» Document text
** BEGIN **
S.Thomas’ College - An unauthorised history of Sri Lanka’s greatest Public School
Richard Simon's 'history of Lanka's greatest public school', is an epic poem!
Epic, in its reach; poetic, in its lyricism, this towering, magnificent opus is a pearl, of both history and literature. "STC" touches the soul and core, of historophile, linguaphile and bibliophile; Christian, Lankan and, above all, Thomian.
This book is not a chronicle of STC history. Keble and Billimoria served that purpose amply. Neither is it intended to evoke feelings of nostalgia in Old Thomians wishing to relive the "'best years of their lives'."
It is more ambitious.
The story begins in 1801, the year "modern, Western-style education" was established in British Ceylon. Fifty years of Lankan history precedes the foundation of S. Thomas’s College. This pattern - Thomian history presented against a backdrop of Lankan history – prevails throughout.
"STC" examines, in great detail, the profound effect "historical and political events affecting the country” had on the College. It records how S. Thomas' changed "- often reluctantly..." as "the habits, customs and hopes" of the country's rulers and her people changed.
Simon's "STC" is packed with inspiring and satisfying information about the many Thomian 'sons' who influenced the history of the country, beginning with the [attainment] of "mature estate" of its first alumni! The reader is reminded: "Of independent Ceylon's first five Prime Ministers, four were Old Thomians...only the most obvious of many conduits through which the influence of Thomia flowed out into the country as a whole." Warden de Saram’s proclamation, on Old Boys’ Day, 1949, was oft justified.
** END **
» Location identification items
** BEGIN **
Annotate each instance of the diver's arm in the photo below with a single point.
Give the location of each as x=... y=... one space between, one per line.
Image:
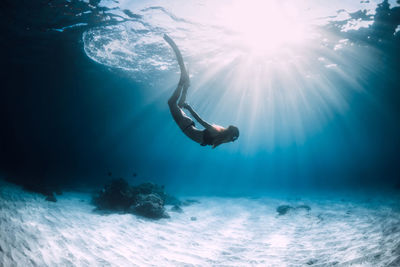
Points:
x=197 y=117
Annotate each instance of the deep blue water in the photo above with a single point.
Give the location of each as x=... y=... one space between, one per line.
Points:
x=85 y=87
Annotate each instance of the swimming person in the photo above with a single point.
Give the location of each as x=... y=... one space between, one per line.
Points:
x=212 y=135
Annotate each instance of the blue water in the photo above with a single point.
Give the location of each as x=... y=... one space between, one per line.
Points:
x=313 y=87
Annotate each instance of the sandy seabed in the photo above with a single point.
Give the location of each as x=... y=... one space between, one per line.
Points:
x=225 y=232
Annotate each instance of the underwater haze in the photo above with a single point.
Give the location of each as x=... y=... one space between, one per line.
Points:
x=313 y=86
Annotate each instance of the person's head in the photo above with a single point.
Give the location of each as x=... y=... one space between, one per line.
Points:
x=226 y=135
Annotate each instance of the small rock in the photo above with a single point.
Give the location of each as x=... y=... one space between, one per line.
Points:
x=51 y=198
x=150 y=206
x=176 y=208
x=283 y=209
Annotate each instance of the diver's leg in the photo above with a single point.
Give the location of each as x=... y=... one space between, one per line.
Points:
x=175 y=96
x=184 y=79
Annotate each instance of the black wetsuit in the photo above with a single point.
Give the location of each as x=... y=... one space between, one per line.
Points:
x=208 y=140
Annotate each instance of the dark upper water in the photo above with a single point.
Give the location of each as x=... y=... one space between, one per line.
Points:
x=314 y=89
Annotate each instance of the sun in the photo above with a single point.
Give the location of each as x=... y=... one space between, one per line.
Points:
x=265 y=26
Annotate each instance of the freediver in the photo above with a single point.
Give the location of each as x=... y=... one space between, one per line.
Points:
x=212 y=135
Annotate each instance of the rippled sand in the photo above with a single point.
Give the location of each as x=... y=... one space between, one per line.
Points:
x=226 y=232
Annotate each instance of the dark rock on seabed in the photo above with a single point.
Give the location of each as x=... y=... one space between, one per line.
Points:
x=283 y=209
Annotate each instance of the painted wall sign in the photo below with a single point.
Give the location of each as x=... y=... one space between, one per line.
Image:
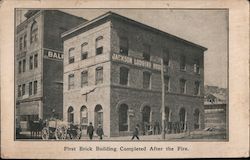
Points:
x=53 y=54
x=137 y=62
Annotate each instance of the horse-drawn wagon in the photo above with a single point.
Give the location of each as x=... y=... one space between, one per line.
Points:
x=61 y=130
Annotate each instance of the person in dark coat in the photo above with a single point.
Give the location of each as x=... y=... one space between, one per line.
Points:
x=136 y=132
x=90 y=131
x=99 y=131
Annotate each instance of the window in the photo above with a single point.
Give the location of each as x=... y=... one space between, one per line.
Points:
x=19 y=91
x=71 y=81
x=84 y=78
x=99 y=75
x=99 y=45
x=124 y=75
x=182 y=86
x=124 y=46
x=196 y=88
x=166 y=57
x=35 y=61
x=35 y=87
x=24 y=65
x=33 y=32
x=167 y=83
x=84 y=51
x=84 y=115
x=25 y=41
x=197 y=66
x=183 y=63
x=31 y=62
x=146 y=80
x=19 y=66
x=146 y=52
x=23 y=89
x=30 y=88
x=71 y=55
x=123 y=117
x=20 y=43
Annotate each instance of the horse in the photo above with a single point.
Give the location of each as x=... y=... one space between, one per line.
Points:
x=36 y=128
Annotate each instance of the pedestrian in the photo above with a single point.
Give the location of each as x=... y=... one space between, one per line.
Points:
x=99 y=131
x=90 y=131
x=136 y=132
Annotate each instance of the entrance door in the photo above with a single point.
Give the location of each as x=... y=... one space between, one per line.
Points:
x=182 y=115
x=98 y=116
x=146 y=119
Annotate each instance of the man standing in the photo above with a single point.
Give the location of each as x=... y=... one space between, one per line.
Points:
x=99 y=131
x=136 y=132
x=90 y=131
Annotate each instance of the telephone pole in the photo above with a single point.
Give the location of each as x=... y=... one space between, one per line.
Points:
x=162 y=100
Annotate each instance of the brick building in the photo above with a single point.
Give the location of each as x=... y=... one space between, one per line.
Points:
x=39 y=64
x=112 y=76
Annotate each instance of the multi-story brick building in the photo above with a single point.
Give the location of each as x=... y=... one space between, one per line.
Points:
x=39 y=64
x=112 y=76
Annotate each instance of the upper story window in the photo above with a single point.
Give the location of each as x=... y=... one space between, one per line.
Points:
x=84 y=51
x=146 y=80
x=182 y=86
x=23 y=89
x=99 y=75
x=124 y=75
x=196 y=88
x=71 y=81
x=24 y=65
x=20 y=43
x=196 y=66
x=99 y=45
x=19 y=66
x=35 y=87
x=124 y=46
x=146 y=52
x=34 y=32
x=30 y=88
x=35 y=60
x=19 y=91
x=84 y=78
x=167 y=83
x=183 y=62
x=166 y=57
x=25 y=41
x=31 y=62
x=71 y=55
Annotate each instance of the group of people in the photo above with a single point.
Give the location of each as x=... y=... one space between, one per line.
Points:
x=90 y=131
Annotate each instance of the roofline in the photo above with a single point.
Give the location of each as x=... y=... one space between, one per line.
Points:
x=131 y=20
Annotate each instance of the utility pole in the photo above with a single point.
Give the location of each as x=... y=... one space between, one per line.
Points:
x=162 y=100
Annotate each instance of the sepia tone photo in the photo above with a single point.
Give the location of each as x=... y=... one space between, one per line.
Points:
x=121 y=74
x=124 y=79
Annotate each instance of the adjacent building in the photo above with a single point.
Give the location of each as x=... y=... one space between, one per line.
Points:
x=112 y=76
x=39 y=64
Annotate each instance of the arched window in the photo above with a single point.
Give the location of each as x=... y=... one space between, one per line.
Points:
x=99 y=45
x=98 y=115
x=182 y=116
x=84 y=115
x=196 y=119
x=123 y=117
x=124 y=76
x=33 y=32
x=71 y=114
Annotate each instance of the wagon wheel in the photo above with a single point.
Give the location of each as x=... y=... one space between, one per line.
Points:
x=61 y=133
x=45 y=133
x=78 y=133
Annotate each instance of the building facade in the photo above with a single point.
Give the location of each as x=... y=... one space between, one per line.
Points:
x=112 y=76
x=39 y=64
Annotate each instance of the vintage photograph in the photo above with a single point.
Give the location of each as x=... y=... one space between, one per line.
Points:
x=140 y=74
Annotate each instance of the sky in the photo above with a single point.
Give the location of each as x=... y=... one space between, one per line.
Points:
x=208 y=28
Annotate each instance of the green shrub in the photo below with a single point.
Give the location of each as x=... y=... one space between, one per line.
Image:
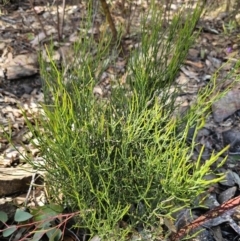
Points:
x=124 y=157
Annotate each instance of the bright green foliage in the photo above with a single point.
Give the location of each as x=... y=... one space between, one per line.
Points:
x=127 y=156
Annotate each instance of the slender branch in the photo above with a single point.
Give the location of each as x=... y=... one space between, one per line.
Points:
x=109 y=19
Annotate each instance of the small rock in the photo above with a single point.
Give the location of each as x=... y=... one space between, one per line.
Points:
x=227 y=194
x=227 y=105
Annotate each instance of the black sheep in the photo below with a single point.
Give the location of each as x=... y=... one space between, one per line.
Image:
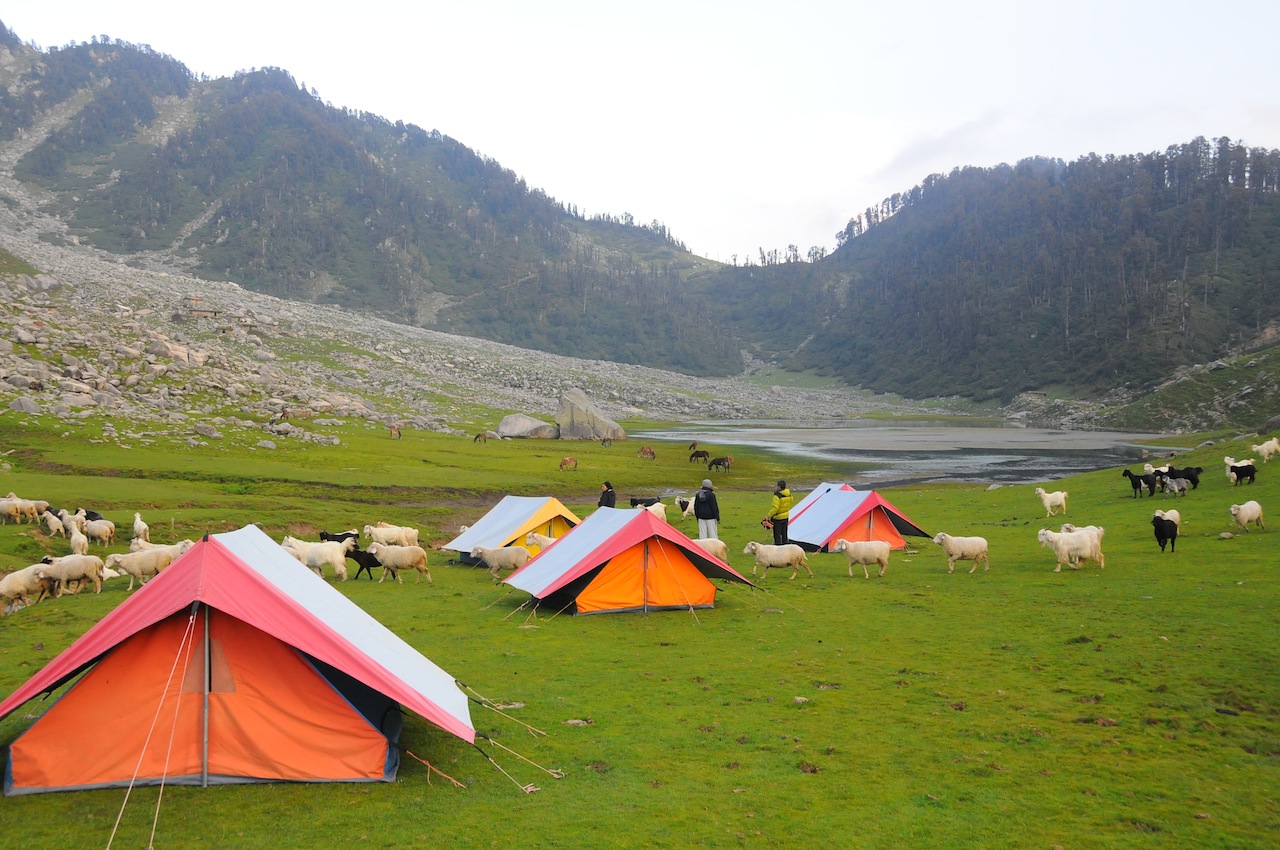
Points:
x=1139 y=481
x=365 y=562
x=1166 y=531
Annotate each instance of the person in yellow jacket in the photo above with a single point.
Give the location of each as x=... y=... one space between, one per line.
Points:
x=780 y=511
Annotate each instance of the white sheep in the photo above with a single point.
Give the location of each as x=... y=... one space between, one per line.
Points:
x=864 y=552
x=76 y=539
x=540 y=540
x=100 y=531
x=1246 y=513
x=325 y=553
x=396 y=535
x=54 y=524
x=396 y=558
x=713 y=547
x=1052 y=502
x=141 y=530
x=1072 y=547
x=142 y=565
x=963 y=549
x=498 y=558
x=21 y=584
x=767 y=554
x=657 y=508
x=73 y=567
x=1267 y=448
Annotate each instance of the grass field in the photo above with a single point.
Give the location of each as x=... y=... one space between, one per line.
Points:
x=1130 y=707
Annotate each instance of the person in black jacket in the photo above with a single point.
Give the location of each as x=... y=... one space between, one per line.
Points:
x=707 y=510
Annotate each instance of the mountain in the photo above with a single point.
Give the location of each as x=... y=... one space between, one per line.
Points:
x=1069 y=278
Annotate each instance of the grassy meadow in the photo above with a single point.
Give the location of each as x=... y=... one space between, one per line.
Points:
x=1128 y=707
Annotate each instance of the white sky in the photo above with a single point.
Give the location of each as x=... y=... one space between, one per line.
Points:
x=741 y=124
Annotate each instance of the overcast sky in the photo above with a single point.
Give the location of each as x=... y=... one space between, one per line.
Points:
x=740 y=124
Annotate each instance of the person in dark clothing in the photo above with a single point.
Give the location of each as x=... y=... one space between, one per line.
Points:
x=707 y=510
x=780 y=512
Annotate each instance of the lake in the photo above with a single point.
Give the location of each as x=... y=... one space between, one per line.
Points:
x=908 y=451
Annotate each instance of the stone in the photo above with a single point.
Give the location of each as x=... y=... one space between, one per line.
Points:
x=526 y=426
x=580 y=419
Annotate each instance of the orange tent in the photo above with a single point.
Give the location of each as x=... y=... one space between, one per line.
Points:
x=234 y=665
x=618 y=561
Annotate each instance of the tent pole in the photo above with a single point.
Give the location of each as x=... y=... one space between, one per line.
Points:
x=204 y=772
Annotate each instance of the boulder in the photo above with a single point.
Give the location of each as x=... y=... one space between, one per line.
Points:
x=526 y=426
x=580 y=419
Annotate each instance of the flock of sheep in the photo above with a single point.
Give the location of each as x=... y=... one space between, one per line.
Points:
x=396 y=548
x=392 y=548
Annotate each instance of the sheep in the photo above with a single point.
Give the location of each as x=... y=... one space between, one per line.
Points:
x=777 y=556
x=1139 y=481
x=21 y=584
x=54 y=524
x=540 y=540
x=77 y=540
x=1267 y=448
x=864 y=552
x=1072 y=547
x=338 y=537
x=396 y=558
x=1242 y=471
x=713 y=547
x=963 y=549
x=498 y=558
x=1189 y=473
x=9 y=510
x=141 y=530
x=142 y=565
x=1246 y=513
x=100 y=531
x=316 y=556
x=73 y=567
x=365 y=562
x=1174 y=487
x=1052 y=502
x=394 y=535
x=1166 y=531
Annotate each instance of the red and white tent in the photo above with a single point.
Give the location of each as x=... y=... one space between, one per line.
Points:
x=234 y=665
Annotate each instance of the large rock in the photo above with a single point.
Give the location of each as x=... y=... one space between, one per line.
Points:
x=526 y=426
x=580 y=419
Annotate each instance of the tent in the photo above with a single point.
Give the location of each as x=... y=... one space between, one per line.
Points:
x=511 y=520
x=620 y=560
x=833 y=511
x=234 y=665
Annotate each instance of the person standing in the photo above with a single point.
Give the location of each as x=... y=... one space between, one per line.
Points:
x=707 y=510
x=780 y=511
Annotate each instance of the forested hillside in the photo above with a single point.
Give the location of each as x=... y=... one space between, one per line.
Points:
x=1093 y=274
x=986 y=282
x=256 y=181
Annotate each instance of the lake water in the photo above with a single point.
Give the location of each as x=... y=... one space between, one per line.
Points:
x=904 y=452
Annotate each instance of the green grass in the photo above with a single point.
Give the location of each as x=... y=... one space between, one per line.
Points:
x=1011 y=708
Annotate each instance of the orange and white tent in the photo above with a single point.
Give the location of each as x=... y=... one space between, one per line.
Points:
x=620 y=561
x=835 y=511
x=234 y=665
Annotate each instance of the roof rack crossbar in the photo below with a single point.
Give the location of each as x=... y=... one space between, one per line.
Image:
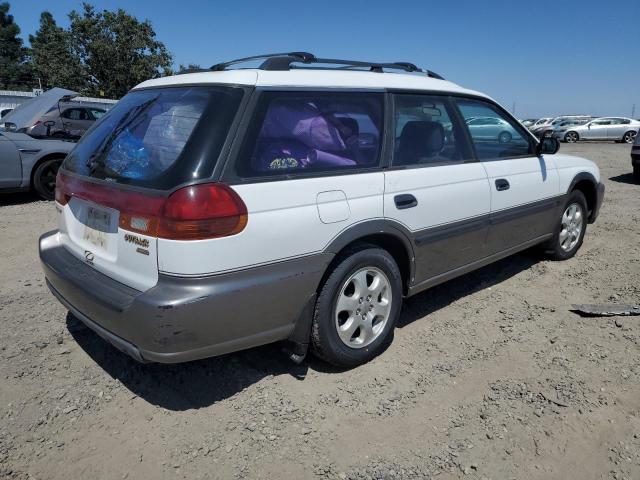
** END **
» Problem description
Copy out the book review at the top in full, word for word.

» Worked answer
S.Thomas’ College - An unauthorised history of Sri Lanka’s greatest Public School
Richard Simon's 'history of Lanka's greatest public school', is an epic poem!
Epic, in its reach; poetic, in its lyricism, this towering, magnificent opus is a pearl, of both history and literature. "STC" touches the soul and core, of historophile, linguaphile and bibliophile; Christian, Lankan and, above all, Thomian.
This book is not a chronicle of STC history. Keble and Billimoria served that purpose amply. Neither is it intended to evoke feelings of nostalgia in Old Thomians wishing to relive the "'best years of their lives'."
It is more ambitious.
The story begins in 1801, the year "modern, Western-style education" was established in British Ceylon. Fifty years of Lankan history precedes the foundation of S. Thomas’s College. This pattern - Thomian history presented against a backdrop of Lankan history – prevails throughout.
"STC" examines, in great detail, the profound effect "historical and political events affecting the country” had on the College. It records how S. Thomas' changed "- often reluctantly..." as "the habits, customs and hopes" of the country's rulers and her people changed.
Simon's "STC" is packed with inspiring and satisfying information about the many Thomian 'sons' who influenced the history of the country, beginning with the [attainment] of "mature estate" of its first alumni! The reader is reminded: "Of independent Ceylon's first five Prime Ministers, four were Old Thomians...only the most obvious of many conduits through which the influence of Thomia flowed out into the country as a whole." Warden de Saram’s proclamation, on Old Boys’ Day, 1949, was oft justified.